* [Çalışma Talimatı]:
Seçilmiş bölümde verilen bilgilere göre şu soruları yanıtlayın:
(a) Mahkeme, ticari davalarda tarafların ticari defterlerinin ibrazına hangi yollarla karar verebilir?
(b) Davalı, icra dosyasına sunduğu itiraz dilekçesinde nelere itiraz etmiştir?
(c) Para borçlarında hangi yerin yetkili olduğu belirtilmiş ve bu hangi maddeye dayandırılmıştır?

* [Seçilmiş Bölüm]:
Mahkeme, ticari davalarda tarafların ticari defterlerinin ibrazına kendiliğinden veya taraflardan birinin talebi üzerine karar verebilir (HMK 222/1). Ticari defterlerin, ticari davalarda delil olarak kabul edilebilmesi için, kanuna göre eksiksiz ve usulüne uygun olarak tutulmuş, açılış ve kapanış onayları yaptırılmış ve defter kayıtlarının birbirini doğrulamış olması şarttır (HMK 222/2). Bu şartlara uygun olarak tutulan ticari defter kayıtlarının sahibi ve halefleri lehine delil olarak kabul edilebilmesi için, diğer tarafın aynı şartlara uygun olarak tutulmuş ticari defterlerindeki kayıtların bunlara aykırı olmaması veya diğer tarafın ticari defterlerini ibraz etmemesi (Değişik 28.07.2020T. 7251 Sy. Kanun-23.madde) yahut defter kayıtlarının aksinin senet veya diğer kesin delillerle ispatlanmamış olması gerektiği, diğer tarafın ikinci fıkrada yazılan şartlara uygun olarak tutulan ticari defterlerinin, ilgili hususta hiçbir kayıt içermemesi hâlinde ticari defterler, sahibi lehine delil olarak kullanılayacağı ise üçüncü fıkrada düzenlenmiştir. Açılış veya kapanış onayları bulunmayan ve içerdiği kayıtlar birbirini doğrulamayan ticari defter kayıtları, sahibi aleyhine delil olur (HMK 222/4).
Tüm dosya kapsamı birlikte değerlendirildiğinde; davacının davalıdan …-TL asıl alacak, …-TL işlemiş faiz alacağı olduğundan bahisle Antalya … İcra Dairesinin … Esas sayılı dosyası ile ilamsız icra takibi başlattığı, davalının süresinde ibraz ettiği itiraz dilekçesi ile borca ve yetkiye itiraz etmesi üzerine takibin durduğu, davacı vekilinin takibin devamı için …-TL alacak üzerinden eldeki itirazın iptali davasını ikame ettiği, davalının cevap dilekçesi sunmadığı, icra dosyasına sunduğu itiraz dilekçesinde ise, borca ve icra müdürlüğünün yetkisine itiraz ettiği anlaşılmıştır.
Aldırılan bilirkişi raporları sonucunda taraflar arasında akdi ilişkinin bulunduğu, TBK’nın 89/1 maddesi uyarıca para borçlarında alacaklının yerleşim yerinin yetkili olduğu anlaşılmakla, davalının icra müdürlüğünün yetkisine yönelik itirazının reddine karar verilmiştir.

* [Veriler]:
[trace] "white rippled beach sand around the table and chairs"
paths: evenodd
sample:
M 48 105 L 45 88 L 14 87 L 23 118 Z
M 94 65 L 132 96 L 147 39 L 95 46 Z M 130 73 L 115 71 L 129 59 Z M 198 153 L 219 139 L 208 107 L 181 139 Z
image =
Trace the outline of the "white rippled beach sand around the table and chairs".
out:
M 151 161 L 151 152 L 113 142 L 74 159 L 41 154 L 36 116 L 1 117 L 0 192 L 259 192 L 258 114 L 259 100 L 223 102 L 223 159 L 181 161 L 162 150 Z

...

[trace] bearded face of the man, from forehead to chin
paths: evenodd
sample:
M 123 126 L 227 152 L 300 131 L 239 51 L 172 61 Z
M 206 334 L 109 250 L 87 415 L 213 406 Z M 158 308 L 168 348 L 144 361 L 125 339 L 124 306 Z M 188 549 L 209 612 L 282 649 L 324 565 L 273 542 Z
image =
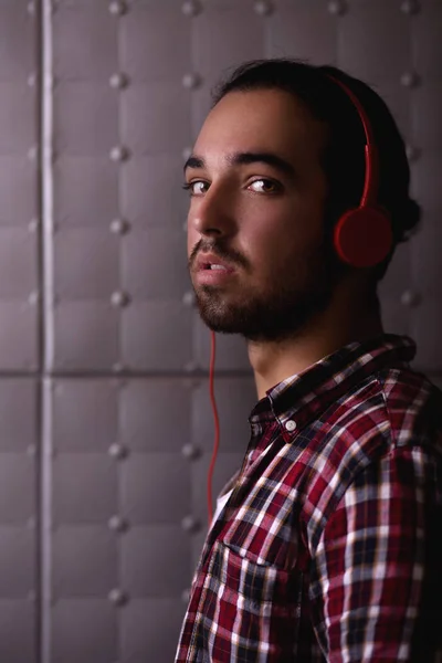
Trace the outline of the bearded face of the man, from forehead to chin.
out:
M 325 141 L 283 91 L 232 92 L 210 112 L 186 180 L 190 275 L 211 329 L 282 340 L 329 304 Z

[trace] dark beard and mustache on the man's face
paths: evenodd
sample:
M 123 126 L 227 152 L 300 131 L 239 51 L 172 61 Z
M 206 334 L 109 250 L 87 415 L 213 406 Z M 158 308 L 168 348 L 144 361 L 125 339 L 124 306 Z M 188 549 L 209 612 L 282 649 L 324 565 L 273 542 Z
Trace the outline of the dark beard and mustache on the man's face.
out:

...

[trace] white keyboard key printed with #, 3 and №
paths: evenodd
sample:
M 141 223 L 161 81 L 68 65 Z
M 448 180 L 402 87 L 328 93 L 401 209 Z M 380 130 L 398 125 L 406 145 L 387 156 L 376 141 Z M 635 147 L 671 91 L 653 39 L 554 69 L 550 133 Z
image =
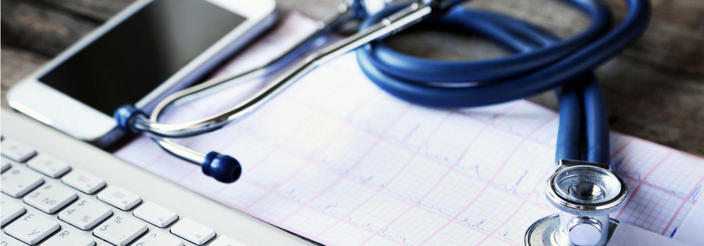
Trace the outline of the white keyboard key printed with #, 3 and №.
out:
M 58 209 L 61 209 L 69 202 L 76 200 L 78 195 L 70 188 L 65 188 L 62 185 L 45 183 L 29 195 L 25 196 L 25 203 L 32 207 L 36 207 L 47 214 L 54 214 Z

* [Alıştırma Yanıtı]:
(a) Kendiliğinden veya taraflardan birinin talebi üzerine (HMK 222/1).
(b) Borca ve icra müdürlüğünün yetkisine.
(c) Alacaklının yerleşim yeri; TBK'nın 89/1 maddesi.